» **ЗАДАНИЕ**
Допишите текст о войне в Украине, продолжив его после последнего предложения.

» **ИСХОДНЫЙ ТЕКСТ**
"""
В начале апреля мы были в городке Угледар, который тогда обстреливали. Так вот, местные женщины набросились на нас с обвинениями, хотя рядом лежали обломки двигателя от российской Точки-У, и это их не убедило. В городе не было света, а значит, не работали телевизоры. То есть, люди брали телефоны, заряжали их от генераторов и сознательно искали в интернете российские новости.
Что касается военных, то в 2014 году огромное количество украинцев шли на Восток с аргументом "Я не хочу, чтобы эта раковая опухоль распространялась". Сейчас эмоциональный порыв тот же.

Начиная с 2014, безусловно, были вспышки очень интенсивных боевых действий. Но масштабы артиллерийских обстрелов были несопоставимы с нынешними: сейчас вал огня – это больше не фигура речи. Россияне палят по всему, что попадает под руку, совершенно не считая и не жалея боекомплектов. Также сейчас есть авиационный и ракетный компонент — его не было все восемь лет войны и, к сожалению, на этот вопрос у нас сейчас нет адекватного ответа. ПВО хорошее, что бы кто ни говорил, но перехватить огонь от систем Ураган или Смерч практически нереально. Единственное противодействие – уничтожать склады с боеприпасами. Но их чертовски много, уничтожают одни - появляются другие. То же касается и личного состава. Наших средств пока не хватает, чтобы их всех покосить одним моментом.
Если сравнивать украинскую или грузинскую армию со стандартами НАТО, у нас все очень сильно зарегламентировано. У американцев регламентов много, но они прежде всего боевые. К примеру, ни один американский пехотный командир не даст подразделению команду идти в бой, пока не отработает артиллерия, авиация и танки. Но есть нюанс — такую войну, которая сейчас происходит в Украине, ни одна современная армия мира не вела. Нечто похожее было в Грузии, но не так долго и без массивной авиации, только точечные бомбардировки. В Ираке также были локальные точечные операции – 40 минут интенсивного тяжелого боя, а затем перегруппировка и отдых в лагере. В Украине же сейчас все это продолжается круглосуточно, потому, наверное, американцам у нас порой и тяжело. Они привыкли защищать национальные интересы, но ни разу не вели войну на собственной земле. А у нас сейчас война за существование, это не вопрос даже национальной безопасности.
"""
» **ПРЕДСТАВЛЕННЫЕ ДАННЫЕ**
"""
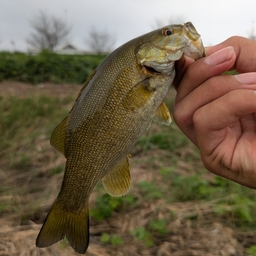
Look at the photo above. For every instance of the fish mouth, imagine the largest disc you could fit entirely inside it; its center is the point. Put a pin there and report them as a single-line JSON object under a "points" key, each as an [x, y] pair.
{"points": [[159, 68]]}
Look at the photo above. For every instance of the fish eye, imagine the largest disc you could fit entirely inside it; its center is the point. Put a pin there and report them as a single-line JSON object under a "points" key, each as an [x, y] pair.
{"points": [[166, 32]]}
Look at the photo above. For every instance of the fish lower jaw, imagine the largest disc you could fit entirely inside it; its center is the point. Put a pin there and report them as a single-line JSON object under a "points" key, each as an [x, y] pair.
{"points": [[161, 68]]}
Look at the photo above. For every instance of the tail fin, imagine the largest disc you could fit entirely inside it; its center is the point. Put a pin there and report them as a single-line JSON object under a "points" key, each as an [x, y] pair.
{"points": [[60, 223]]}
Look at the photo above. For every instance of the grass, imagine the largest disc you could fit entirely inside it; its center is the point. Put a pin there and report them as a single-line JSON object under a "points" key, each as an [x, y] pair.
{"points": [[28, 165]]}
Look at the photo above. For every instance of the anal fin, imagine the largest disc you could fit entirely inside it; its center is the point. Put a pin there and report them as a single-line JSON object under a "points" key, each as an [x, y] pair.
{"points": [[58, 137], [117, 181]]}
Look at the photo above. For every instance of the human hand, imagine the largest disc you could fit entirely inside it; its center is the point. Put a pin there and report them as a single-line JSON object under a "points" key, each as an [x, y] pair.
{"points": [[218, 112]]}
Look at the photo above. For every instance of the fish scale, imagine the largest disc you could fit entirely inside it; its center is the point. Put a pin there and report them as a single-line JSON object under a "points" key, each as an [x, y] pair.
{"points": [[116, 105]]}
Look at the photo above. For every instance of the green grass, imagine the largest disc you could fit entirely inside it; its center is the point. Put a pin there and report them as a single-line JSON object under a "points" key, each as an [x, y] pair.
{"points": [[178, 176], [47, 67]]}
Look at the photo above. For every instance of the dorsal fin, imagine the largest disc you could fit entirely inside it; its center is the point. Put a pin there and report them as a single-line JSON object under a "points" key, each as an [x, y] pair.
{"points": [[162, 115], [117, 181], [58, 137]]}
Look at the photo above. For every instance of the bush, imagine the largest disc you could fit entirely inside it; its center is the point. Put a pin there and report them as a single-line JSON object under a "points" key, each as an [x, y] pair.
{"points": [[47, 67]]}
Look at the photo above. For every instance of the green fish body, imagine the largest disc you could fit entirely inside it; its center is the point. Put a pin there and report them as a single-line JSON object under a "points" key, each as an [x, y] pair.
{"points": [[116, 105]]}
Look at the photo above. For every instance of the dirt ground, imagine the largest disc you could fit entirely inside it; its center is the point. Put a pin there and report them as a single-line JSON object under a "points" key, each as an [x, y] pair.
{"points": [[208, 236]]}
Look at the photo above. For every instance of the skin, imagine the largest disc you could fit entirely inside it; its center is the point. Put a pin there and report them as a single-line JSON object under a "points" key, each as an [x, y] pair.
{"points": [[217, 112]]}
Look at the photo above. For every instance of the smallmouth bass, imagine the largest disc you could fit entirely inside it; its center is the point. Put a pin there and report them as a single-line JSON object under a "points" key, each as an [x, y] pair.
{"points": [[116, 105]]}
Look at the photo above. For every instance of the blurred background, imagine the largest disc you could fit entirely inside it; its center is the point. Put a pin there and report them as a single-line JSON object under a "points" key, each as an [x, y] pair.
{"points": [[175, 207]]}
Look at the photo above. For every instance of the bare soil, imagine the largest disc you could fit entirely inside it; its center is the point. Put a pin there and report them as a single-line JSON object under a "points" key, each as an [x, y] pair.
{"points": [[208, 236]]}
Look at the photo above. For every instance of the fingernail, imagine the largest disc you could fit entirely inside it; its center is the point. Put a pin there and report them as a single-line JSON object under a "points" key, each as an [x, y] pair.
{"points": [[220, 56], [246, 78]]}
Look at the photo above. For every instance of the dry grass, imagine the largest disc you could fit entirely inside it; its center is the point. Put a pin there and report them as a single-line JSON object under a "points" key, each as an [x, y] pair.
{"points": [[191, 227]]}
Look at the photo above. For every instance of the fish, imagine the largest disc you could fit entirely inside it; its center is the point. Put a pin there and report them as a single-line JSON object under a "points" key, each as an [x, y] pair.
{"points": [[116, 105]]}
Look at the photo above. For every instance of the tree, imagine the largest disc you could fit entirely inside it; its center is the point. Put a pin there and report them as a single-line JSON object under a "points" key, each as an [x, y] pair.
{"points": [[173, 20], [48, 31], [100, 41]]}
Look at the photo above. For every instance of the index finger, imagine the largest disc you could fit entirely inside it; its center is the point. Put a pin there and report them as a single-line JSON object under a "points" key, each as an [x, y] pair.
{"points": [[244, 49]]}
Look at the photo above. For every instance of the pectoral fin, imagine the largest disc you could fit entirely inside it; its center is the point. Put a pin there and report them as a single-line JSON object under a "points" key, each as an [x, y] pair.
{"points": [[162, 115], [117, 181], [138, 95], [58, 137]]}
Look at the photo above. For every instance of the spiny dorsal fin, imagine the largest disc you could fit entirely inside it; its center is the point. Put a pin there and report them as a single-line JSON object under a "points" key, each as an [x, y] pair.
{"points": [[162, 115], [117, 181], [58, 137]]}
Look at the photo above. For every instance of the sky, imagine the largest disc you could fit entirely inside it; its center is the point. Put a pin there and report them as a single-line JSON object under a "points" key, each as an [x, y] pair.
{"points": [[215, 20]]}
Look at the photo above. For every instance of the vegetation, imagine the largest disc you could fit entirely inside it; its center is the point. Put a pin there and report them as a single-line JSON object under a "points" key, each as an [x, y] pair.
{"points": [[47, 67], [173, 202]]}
"""
"""
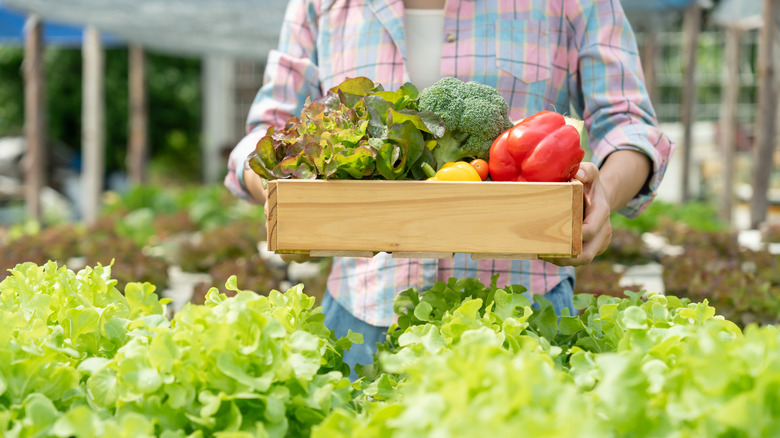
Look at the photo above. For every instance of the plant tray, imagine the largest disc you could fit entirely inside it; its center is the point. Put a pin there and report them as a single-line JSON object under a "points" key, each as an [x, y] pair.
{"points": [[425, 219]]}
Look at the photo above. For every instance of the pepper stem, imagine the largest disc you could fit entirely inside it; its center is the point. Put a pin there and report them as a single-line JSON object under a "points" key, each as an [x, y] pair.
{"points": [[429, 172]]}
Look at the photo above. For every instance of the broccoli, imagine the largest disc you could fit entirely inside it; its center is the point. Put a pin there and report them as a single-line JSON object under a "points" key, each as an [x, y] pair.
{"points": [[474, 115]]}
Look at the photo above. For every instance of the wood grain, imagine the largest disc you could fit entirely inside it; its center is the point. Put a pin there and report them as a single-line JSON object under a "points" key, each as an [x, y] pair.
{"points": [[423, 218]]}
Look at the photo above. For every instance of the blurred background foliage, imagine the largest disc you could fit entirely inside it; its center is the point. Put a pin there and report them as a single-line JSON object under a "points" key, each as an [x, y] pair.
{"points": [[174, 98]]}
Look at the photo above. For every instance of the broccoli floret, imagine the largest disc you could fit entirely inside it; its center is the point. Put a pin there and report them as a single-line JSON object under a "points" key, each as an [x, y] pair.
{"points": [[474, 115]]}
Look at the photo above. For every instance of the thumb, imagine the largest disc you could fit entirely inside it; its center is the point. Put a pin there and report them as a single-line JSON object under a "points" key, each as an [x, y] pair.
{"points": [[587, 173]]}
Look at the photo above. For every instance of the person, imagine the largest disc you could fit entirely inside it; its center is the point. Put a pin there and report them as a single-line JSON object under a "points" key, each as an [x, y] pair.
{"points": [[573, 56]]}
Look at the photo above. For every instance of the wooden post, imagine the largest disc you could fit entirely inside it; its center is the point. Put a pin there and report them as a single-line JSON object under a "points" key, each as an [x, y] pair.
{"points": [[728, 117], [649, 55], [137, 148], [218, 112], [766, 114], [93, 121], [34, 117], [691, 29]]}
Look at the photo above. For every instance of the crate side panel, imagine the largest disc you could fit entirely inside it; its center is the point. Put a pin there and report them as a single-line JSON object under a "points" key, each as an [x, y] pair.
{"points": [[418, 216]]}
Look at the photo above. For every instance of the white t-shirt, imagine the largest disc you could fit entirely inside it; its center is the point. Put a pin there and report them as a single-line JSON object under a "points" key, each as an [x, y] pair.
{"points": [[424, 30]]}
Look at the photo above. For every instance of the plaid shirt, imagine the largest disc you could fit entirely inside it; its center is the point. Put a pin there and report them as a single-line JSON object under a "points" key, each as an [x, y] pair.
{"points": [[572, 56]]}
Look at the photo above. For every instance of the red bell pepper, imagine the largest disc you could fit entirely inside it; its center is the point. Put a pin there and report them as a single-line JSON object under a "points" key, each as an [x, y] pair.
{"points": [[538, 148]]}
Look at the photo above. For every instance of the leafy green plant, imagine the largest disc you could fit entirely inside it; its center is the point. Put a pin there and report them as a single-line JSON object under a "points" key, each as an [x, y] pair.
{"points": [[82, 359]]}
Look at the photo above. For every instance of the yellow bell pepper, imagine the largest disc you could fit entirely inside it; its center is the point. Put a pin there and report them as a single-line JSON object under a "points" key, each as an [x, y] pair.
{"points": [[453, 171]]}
"""
"""
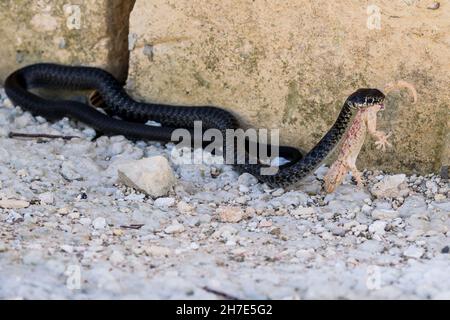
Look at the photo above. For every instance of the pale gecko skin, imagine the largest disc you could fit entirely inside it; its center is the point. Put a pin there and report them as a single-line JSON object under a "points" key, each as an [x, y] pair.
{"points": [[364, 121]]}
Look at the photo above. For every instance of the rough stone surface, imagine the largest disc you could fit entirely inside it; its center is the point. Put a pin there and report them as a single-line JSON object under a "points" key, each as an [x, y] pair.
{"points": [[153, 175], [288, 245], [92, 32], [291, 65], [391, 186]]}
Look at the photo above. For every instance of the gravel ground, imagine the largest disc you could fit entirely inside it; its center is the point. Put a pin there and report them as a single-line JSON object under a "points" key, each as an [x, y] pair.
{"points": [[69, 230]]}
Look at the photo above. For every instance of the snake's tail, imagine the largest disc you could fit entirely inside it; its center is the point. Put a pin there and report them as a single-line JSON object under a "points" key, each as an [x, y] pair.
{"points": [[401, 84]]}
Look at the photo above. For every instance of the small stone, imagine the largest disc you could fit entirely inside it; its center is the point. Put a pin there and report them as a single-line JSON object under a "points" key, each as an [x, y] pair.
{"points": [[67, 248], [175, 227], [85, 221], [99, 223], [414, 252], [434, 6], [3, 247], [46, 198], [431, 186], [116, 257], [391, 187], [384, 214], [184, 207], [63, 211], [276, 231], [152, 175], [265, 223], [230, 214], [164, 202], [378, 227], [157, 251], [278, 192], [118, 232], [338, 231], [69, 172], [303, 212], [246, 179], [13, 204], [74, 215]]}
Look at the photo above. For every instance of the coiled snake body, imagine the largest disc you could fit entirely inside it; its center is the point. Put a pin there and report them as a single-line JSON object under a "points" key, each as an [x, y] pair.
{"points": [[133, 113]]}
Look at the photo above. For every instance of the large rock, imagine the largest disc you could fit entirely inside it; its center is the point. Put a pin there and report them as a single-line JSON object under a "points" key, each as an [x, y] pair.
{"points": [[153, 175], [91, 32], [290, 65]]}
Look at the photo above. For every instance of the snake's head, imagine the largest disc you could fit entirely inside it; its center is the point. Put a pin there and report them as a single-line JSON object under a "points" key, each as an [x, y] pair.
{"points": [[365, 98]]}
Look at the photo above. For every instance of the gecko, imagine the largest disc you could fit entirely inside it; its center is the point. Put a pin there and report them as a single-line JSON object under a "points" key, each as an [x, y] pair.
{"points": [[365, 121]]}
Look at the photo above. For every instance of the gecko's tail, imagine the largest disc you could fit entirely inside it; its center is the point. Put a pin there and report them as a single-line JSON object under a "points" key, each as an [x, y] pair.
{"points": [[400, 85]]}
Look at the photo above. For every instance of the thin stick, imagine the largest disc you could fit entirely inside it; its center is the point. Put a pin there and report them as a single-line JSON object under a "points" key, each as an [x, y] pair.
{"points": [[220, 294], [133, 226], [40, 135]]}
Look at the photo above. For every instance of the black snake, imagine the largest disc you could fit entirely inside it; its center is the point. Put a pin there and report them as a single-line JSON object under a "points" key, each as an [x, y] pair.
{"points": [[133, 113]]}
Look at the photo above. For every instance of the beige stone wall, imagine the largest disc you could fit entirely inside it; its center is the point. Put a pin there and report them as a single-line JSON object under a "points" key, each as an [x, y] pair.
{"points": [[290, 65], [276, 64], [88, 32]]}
"""
» **ОТВЕТ**
А вообще мир стоит на пороге технологических войн, и американцы в них на два шага впереди России. Они имеют ресурс, могут позволить себе беспилотники, боевых роботов и космическую разведку. У нас же пока нет лучшего ответа на агрессию, чем упорство наших военных. Пока мы не будем иметь свое оружие, которое будем производить в том количестве, которое нам нужно, и использовать по своему усмотрению - мы будем сдерживать врага, но победить будет очень сложно. В конце концов мы сломаем россиянам позвоночник, но вопрос в сроках и цене.
Сейчас вообще ситуация сложнее, чем была все эти восемь лет — на примере трагедий в Виннице или в Кременчуге мы убедились, что безопасных мест в Украине просто нет. В Харькове, например, ночью, когда ясно, в многоэтажках с окнами в сторону Белгорода видны старты ракет. Они летят от 60 до 85 секунд, а значит убегать очень сложно, если пренебрегать тревогами. Так что рефлекторно начинаешь реагировать как робот: присесть, упасть, слышишь свист, ищешь укрытие.
Хотя жизнь перед глазами никогда не пролетала, но каждый раз, когда еду в очередную командировку, стараюсь привести в порядок хозяйственные документы. Если кто-то из тех, кто попадает в зону боевых действий, чтобы воевать, волонтерить или лечить, говорит, что ему не страшно - это люди, пережившие страшный ПТСР и их нервные рецепторы атрофированы. Потому что страшно всем.
Как-то в Грузии в 2008 году мы решили снять войну со всех сторон и отправились пешком в Цхинвал. На подходе к нему нас «приняли» осетины, обыскали, допросили и отвели в город. Там был рыжий российский десантник, решивший, что мы «свои», и, когда начался обстрел, дал добро на съемку, чтобы показать миру «правду». Когда горе-вояки наконец поняли, что мы украинцы и они где просчитались, нас положили лицом в пол и начали допрашивать. Конечно думали, что мы корректировщики огня, поэтому забрали даже подаренную на день рождения зажигалку - решили, что это передатчик. Ну и использовали все методы психологического давления: хороший и плохой полицейские, выстрелы в соседних комнатах и прочее.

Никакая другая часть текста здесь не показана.